[start Data records]
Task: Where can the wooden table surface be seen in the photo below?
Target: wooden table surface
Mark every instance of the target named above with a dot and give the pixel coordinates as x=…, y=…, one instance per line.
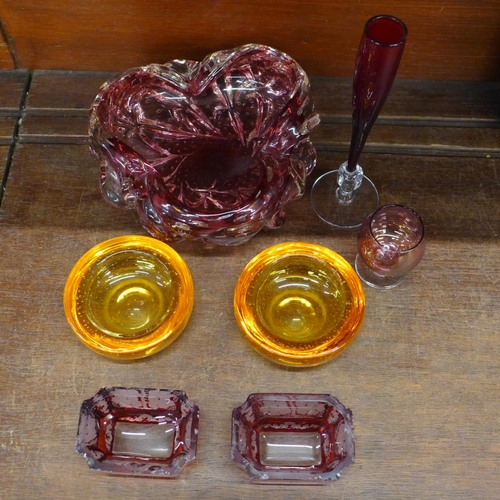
x=421, y=378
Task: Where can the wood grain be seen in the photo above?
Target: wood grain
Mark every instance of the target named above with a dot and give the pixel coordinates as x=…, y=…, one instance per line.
x=420, y=378
x=452, y=39
x=6, y=59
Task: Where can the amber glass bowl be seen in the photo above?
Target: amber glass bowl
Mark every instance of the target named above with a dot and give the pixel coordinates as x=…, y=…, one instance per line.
x=129, y=297
x=299, y=303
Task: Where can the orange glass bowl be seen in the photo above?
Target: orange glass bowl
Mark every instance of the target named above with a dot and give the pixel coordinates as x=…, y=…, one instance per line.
x=299, y=303
x=129, y=297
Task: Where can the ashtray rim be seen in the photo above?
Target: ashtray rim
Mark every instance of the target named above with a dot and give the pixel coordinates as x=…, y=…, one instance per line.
x=88, y=444
x=149, y=343
x=299, y=357
x=268, y=474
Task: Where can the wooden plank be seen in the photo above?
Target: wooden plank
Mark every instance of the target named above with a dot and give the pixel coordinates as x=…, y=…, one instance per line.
x=420, y=378
x=412, y=139
x=12, y=87
x=470, y=103
x=461, y=120
x=452, y=39
x=68, y=93
x=4, y=155
x=6, y=61
x=55, y=129
x=7, y=124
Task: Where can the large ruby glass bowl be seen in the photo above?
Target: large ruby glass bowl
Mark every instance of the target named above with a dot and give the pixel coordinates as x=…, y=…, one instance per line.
x=209, y=150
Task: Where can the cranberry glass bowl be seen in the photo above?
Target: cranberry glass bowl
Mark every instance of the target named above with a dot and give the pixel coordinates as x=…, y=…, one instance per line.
x=299, y=303
x=293, y=438
x=209, y=150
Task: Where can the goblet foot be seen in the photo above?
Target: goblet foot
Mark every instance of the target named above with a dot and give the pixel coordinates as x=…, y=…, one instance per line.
x=330, y=209
x=373, y=279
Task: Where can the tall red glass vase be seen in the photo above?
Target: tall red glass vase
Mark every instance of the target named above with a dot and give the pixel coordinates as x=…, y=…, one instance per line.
x=345, y=197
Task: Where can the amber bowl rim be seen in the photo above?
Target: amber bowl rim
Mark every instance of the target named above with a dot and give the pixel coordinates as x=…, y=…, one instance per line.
x=299, y=357
x=152, y=342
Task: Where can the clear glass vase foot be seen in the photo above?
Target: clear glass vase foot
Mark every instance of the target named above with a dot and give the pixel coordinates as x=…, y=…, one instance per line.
x=375, y=280
x=349, y=215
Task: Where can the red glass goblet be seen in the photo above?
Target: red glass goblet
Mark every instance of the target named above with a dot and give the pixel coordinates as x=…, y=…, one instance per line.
x=390, y=244
x=344, y=197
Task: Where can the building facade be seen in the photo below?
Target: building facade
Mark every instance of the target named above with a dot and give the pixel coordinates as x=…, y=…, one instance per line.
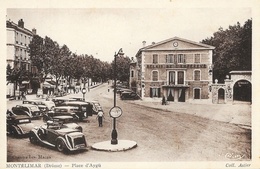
x=18, y=40
x=179, y=69
x=237, y=87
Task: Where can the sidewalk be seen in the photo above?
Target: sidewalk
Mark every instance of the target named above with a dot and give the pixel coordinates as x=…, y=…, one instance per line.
x=239, y=113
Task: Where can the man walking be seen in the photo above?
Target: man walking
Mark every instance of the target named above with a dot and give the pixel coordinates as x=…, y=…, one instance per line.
x=100, y=117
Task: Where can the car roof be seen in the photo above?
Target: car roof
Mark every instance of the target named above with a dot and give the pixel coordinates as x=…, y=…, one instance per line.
x=62, y=117
x=17, y=117
x=77, y=102
x=27, y=105
x=62, y=98
x=65, y=107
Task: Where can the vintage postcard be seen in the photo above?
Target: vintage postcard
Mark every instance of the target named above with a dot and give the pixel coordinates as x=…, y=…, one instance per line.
x=129, y=84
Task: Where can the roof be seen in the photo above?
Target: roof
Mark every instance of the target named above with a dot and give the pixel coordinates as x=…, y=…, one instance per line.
x=62, y=117
x=11, y=24
x=77, y=102
x=149, y=47
x=241, y=72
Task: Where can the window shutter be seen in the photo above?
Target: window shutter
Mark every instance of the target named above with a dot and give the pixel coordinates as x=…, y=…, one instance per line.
x=175, y=59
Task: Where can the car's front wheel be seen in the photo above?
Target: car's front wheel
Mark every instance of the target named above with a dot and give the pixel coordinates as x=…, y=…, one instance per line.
x=60, y=146
x=33, y=138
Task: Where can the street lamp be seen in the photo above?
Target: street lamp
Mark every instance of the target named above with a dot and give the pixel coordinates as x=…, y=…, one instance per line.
x=84, y=92
x=114, y=132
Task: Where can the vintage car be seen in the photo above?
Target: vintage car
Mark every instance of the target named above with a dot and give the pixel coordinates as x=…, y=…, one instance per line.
x=49, y=104
x=38, y=103
x=60, y=111
x=60, y=100
x=18, y=125
x=84, y=109
x=96, y=107
x=126, y=95
x=31, y=110
x=55, y=134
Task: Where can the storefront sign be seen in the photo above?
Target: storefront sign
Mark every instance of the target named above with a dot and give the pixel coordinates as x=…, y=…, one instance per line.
x=178, y=66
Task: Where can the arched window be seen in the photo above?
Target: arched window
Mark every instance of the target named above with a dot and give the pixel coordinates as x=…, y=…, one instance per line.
x=155, y=75
x=196, y=75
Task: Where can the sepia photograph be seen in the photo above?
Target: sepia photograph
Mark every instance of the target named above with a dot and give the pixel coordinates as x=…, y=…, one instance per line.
x=129, y=85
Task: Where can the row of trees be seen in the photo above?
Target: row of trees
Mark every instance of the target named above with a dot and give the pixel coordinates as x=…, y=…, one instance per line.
x=58, y=61
x=51, y=59
x=233, y=49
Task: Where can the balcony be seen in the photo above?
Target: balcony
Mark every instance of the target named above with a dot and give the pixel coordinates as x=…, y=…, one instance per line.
x=168, y=84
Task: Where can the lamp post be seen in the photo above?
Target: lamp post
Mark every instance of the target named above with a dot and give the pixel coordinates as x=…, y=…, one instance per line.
x=114, y=132
x=84, y=92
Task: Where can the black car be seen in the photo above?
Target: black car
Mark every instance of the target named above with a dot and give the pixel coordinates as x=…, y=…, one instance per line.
x=60, y=100
x=31, y=110
x=18, y=125
x=84, y=109
x=56, y=134
x=61, y=111
x=129, y=96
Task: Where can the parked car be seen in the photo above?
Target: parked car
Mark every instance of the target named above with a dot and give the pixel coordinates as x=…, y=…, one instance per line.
x=59, y=136
x=121, y=90
x=49, y=104
x=38, y=103
x=59, y=100
x=84, y=108
x=31, y=110
x=96, y=107
x=60, y=111
x=77, y=98
x=18, y=125
x=129, y=96
x=66, y=121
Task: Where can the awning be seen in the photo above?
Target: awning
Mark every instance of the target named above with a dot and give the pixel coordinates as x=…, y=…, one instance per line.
x=25, y=82
x=47, y=84
x=51, y=82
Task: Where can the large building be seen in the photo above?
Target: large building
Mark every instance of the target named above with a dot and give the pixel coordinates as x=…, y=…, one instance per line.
x=179, y=69
x=18, y=40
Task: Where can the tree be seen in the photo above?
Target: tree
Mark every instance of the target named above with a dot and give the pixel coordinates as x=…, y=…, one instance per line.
x=232, y=49
x=122, y=68
x=43, y=52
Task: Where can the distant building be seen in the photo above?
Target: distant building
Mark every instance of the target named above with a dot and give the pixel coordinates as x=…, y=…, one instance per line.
x=237, y=87
x=179, y=69
x=18, y=40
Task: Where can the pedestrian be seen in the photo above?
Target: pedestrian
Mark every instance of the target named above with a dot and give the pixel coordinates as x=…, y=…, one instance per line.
x=100, y=117
x=163, y=101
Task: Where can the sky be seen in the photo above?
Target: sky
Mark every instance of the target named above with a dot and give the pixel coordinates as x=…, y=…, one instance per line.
x=101, y=32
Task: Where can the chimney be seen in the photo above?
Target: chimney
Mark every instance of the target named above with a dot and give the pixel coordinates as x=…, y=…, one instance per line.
x=34, y=31
x=21, y=23
x=144, y=42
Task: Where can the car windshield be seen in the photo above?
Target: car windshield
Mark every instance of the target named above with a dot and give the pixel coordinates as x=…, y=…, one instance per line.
x=64, y=121
x=84, y=108
x=21, y=121
x=34, y=108
x=19, y=112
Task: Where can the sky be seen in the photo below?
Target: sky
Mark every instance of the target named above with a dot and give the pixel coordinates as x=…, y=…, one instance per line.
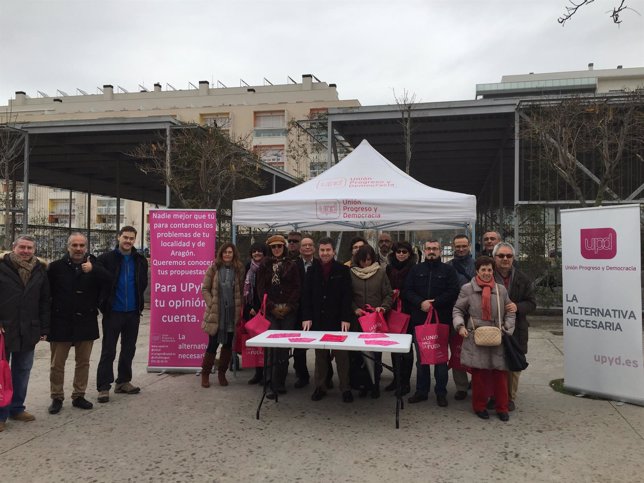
x=372, y=49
[end Data records]
* [What to work on] Retype the lines, starting with the line that contains "Task: Where can the sidewalk" and going on through the line that contains "x=65, y=107", both included, without changing anything.

* [Answer for the task]
Task: Where can the sidewalk be seen in the photo above?
Target: sidewalk
Mark every instance of the target named above with a dot and give the pixel coordinates as x=…, y=…, one instance per line.
x=239, y=113
Task: Where can the man walking be seen in the photo above?
Target: man walking
Mark every instance of the target named above with a dot and give the pixel coordinates as x=…, y=…, one instance per line.
x=100, y=117
Task: Where can the car roof be seen in the photo above?
Target: car roof
Mark every instance of the target named above with a dot and give the pixel coordinates as x=…, y=…, one instance per line.
x=62, y=117
x=17, y=117
x=77, y=102
x=27, y=105
x=62, y=98
x=65, y=107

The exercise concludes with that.